----- Material provided -----
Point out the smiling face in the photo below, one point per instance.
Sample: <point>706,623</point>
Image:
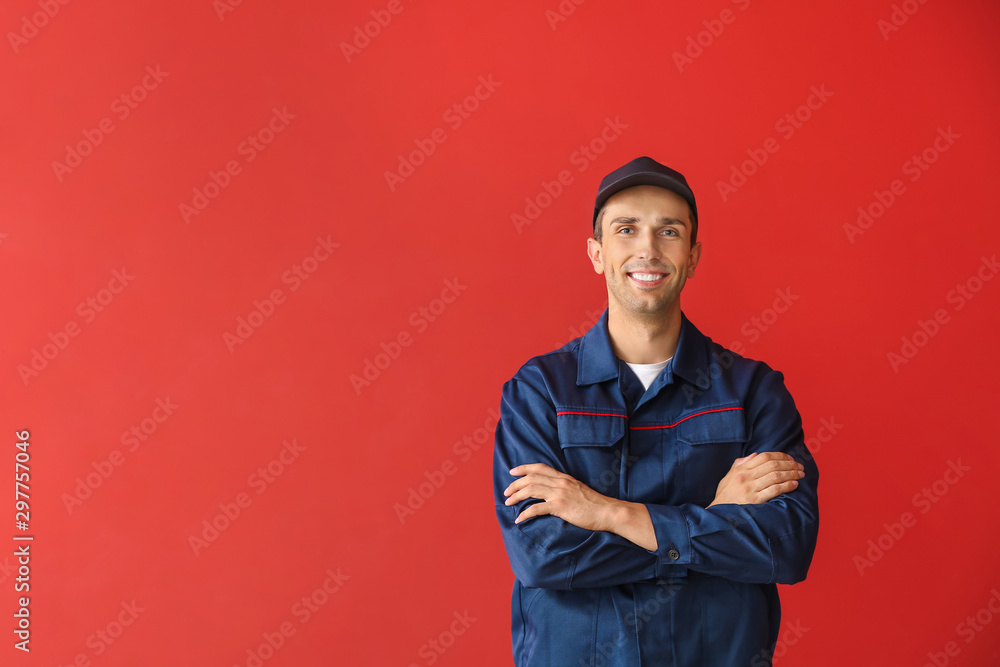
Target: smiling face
<point>645,252</point>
-----
— Exercise details —
Lay out the records above as a Markdown table with the columns Row and Line, one row per line and skipping blank lines, and leave the pictures out of the answer.

— Task response —
| Row | Line |
|---|---|
| 1 | Point out the smiling face in the photo below, one point per instance. |
| 2 | Sample: <point>706,623</point> |
| 3 | Image: |
| 4 | Target: smiling face |
| 5 | <point>645,252</point> |